## Required task
How would you continue the passage on instruction caches and micro-op caches, picking up right after its final sentence?

The cache hit rate may be affected by different characteristics of the cache. One of the characteristics is the size of the cache, i.e., the number of instructions the cache can hold. Generally, the larger the cache the higher the hit rate. Another characteristic that may affect the hit rate is the cache line size, which is the number of sequential bytes of instructions that are held together in an entry of the cache, e.g., 64 bytes.
Yet, another characteristic that may affect the hit rate is the replacement policy of the cache. When a new cache line of instructions is to be put into the cache, the replacement policy determines which entry of the cache will be replaced with the new cache line of instructions. Caches are commonly arranged as set associative caches having many sets each having multiple ways and each way having an entry for holding a cache line of instructions. A given memory address selects a set among the many sets. Each set includes replacement information used to implement the replacement policy. That is, the replacement information is used to decide which way of the selected set will be replaced. The replacement information indicates the usage history of the entries in the set relative to one another. When an entry of a given set is used because the entry is hit upon by the memory address that specifies the next one or more of the instructions to be fetched, the replacement information of the set is updated to reflect the use, such as the frequency of use or recency of use. For example, a popular replacement scheme is least-recently-used (LRU), or variations thereof, for which the replacement information may generally be characterized as maintaining a relative age of each entry with respect to its use. Each time the set is accessed, the replacement information for the set is updated to reflect the usage of the used entry and the non-usage of the other entries in the set. In an LRU replacement scheme, when the need arises to allocate an entry for a new cache line of instructions, the cache selects the least recently used way in the set for replacement as indicated by the replacement information.
Micro-Ops and Micro-Op CachesModern microprocessors are typically separated essentially into a front-end whose job is to fetch instructions and provide a stream of instructions to a back-end that executes the fetched instruction stream. The back-end includes execution units that are the functional units of the microprocessor that perform arithmetic, logical, memory or other operations to accomplish the semantics of the instructions of the program. The instructions fetched from system memory and cached in the cache of a microprocessor may be referred to as architectural instructions. Architectural instructions conform to the instruction set architecture (ISA) of the microprocessor, popular examples of which are x86, ARM, SPARC, MIPS, RISC-V, among others.

## Source data
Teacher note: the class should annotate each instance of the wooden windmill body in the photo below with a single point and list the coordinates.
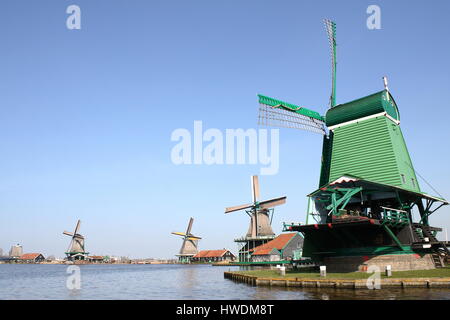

## Answer for this exercise
Modern microprocessors typically decode, or translate, architectural instructions into micro-operations, or simply micro-ops. The execution units in fact execute micro-ops rather than architectural instructions. For example, an execution unit performs the operations specified by a micro-op on source operands from source registers specified by the micro-op to produce a result operand that is written to a destination register specified by the micro-op and that may be used by other micro-ops as a source operand. Analogously to the fact that architectural instructions conform to the ISA of the microprocessor, micro-ops conform to a micro-architectural “micro-instruction set architecture” of the micro-architecture of the microprocessor. Unlike the ISA which is visible to programmers and/or compilers that write/generate programs using architectural instructions, the micro-instruction set architecture is not visible to programmers and compilers. Rather, the micro-architecture is defined by the designers of the microprocessor, and two microprocessors that conform to the same ISA but that are designed by different designers will almost certainly have different micro-architectural instruction sets.
The differences between architectural instructions and micro-ops may vary widely depending upon the ISA and the microarchitecture. For example, in the x86 ISA, the architectural instructions may be very complex, as evidenced by the fact that the length of an instruction may be in the tens of bytes. As a result, a complex x86 instruction may be decoded into several micro-ops. This was particularly true after the emergence of reduced instruction set computers (RISC) in the 1980's, after which the trend was often toward keeping the back-end as RISC-like as possible and the micro-ops relatively simple.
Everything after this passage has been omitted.